About this exercise:
Each record below is to be reproduced without any change.

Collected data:
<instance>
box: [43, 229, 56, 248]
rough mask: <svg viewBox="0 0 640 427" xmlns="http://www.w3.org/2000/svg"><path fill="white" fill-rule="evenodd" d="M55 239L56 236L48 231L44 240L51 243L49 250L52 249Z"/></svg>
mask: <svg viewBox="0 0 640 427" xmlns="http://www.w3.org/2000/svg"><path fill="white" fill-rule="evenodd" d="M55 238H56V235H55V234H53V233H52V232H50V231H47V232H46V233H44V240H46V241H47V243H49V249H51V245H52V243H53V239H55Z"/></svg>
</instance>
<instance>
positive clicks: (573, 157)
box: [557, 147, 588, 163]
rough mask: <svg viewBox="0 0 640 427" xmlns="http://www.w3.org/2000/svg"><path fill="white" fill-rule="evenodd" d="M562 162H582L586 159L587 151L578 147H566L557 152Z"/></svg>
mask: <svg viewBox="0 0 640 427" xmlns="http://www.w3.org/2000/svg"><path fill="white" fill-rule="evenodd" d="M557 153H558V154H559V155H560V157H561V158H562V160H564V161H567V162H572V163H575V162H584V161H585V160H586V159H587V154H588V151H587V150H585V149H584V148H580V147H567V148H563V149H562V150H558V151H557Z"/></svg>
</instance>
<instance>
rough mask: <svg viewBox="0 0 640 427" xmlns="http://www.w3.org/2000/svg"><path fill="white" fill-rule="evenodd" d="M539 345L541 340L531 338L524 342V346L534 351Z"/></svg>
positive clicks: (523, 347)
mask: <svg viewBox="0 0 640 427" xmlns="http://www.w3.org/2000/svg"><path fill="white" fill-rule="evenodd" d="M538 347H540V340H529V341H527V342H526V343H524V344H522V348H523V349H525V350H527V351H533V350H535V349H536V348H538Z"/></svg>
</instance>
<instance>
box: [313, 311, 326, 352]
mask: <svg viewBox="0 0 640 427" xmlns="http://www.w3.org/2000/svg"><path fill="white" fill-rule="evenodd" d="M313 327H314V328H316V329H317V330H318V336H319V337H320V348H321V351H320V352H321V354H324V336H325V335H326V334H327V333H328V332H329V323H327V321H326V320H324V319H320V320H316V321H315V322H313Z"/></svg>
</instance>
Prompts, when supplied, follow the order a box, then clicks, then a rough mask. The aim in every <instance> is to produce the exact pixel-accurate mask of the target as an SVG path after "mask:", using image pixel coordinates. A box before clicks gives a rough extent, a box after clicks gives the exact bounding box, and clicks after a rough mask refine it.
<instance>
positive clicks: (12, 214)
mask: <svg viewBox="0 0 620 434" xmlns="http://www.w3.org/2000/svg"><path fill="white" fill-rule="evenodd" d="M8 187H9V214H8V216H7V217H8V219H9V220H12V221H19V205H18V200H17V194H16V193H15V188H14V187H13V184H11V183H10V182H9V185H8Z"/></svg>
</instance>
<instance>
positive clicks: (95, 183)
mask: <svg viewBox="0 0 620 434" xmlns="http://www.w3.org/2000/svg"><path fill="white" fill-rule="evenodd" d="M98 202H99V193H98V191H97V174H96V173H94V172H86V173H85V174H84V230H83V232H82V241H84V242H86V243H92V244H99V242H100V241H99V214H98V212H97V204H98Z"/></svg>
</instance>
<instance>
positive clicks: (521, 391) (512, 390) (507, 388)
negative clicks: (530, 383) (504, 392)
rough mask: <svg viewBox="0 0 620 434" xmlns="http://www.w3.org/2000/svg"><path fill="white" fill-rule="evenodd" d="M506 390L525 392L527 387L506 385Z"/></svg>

Response:
<instance>
box: [43, 229, 56, 248]
rough mask: <svg viewBox="0 0 640 427" xmlns="http://www.w3.org/2000/svg"><path fill="white" fill-rule="evenodd" d="M55 239L56 236L48 231L44 240L51 243L49 250L52 249Z"/></svg>
mask: <svg viewBox="0 0 640 427" xmlns="http://www.w3.org/2000/svg"><path fill="white" fill-rule="evenodd" d="M55 238H56V235H55V234H53V233H52V232H50V231H47V232H46V233H44V240H46V241H47V243H49V249H51V245H52V243H53V239H55Z"/></svg>
</instance>
<instance>
positive clicks: (573, 157)
box: [557, 147, 588, 163]
rough mask: <svg viewBox="0 0 640 427" xmlns="http://www.w3.org/2000/svg"><path fill="white" fill-rule="evenodd" d="M562 162H582L586 159L587 151L578 147H566L557 152Z"/></svg>
mask: <svg viewBox="0 0 640 427" xmlns="http://www.w3.org/2000/svg"><path fill="white" fill-rule="evenodd" d="M557 153H558V154H559V155H560V157H561V158H562V160H564V161H567V162H572V163H575V162H584V161H585V160H586V159H587V154H588V151H587V150H585V149H584V148H580V147H567V148H563V149H562V150H558V151H557Z"/></svg>
</instance>
<instance>
rough mask: <svg viewBox="0 0 640 427" xmlns="http://www.w3.org/2000/svg"><path fill="white" fill-rule="evenodd" d="M539 345L541 340L531 338L524 342V346L534 351Z"/></svg>
positive clicks: (523, 347)
mask: <svg viewBox="0 0 640 427" xmlns="http://www.w3.org/2000/svg"><path fill="white" fill-rule="evenodd" d="M538 347H540V340H529V341H527V342H526V343H524V344H522V348H523V349H525V350H527V351H533V350H535V349H536V348H538Z"/></svg>
</instance>
<instance>
box: [313, 311, 326, 352]
mask: <svg viewBox="0 0 640 427" xmlns="http://www.w3.org/2000/svg"><path fill="white" fill-rule="evenodd" d="M313 327H314V328H316V329H317V330H318V336H319V337H320V348H321V351H320V352H321V354H324V336H325V335H326V334H327V333H328V332H329V323H327V321H326V320H324V319H320V320H316V321H315V322H313Z"/></svg>
</instance>
Prompts, when supplied, follow the order a box, then clicks, then a rough mask. The aim in every <instance> is to produce the exact pixel-accurate mask of the target as an SVG path after "mask:", using image pixel coordinates. A box before clicks gives a rough extent, a box after clicks gives the exact bounding box, and clicks after a rough mask refine it.
<instance>
positive clicks: (12, 214)
mask: <svg viewBox="0 0 620 434" xmlns="http://www.w3.org/2000/svg"><path fill="white" fill-rule="evenodd" d="M8 187H9V214H8V216H7V217H8V219H9V220H12V221H19V205H18V200H17V194H16V193H15V188H14V187H13V184H11V183H10V182H9V185H8Z"/></svg>
</instance>
<instance>
positive clicks: (95, 183)
mask: <svg viewBox="0 0 620 434" xmlns="http://www.w3.org/2000/svg"><path fill="white" fill-rule="evenodd" d="M98 202H99V193H98V191H97V174H96V173H94V172H86V173H85V174H84V230H83V232H82V241H84V242H86V243H92V244H99V242H100V241H99V214H98V212H97V204H98Z"/></svg>
</instance>
<instance>
positive clicks: (521, 391) (512, 390) (507, 388)
negative clicks: (530, 383) (504, 392)
rough mask: <svg viewBox="0 0 620 434" xmlns="http://www.w3.org/2000/svg"><path fill="white" fill-rule="evenodd" d="M506 390L525 392L527 387L506 385Z"/></svg>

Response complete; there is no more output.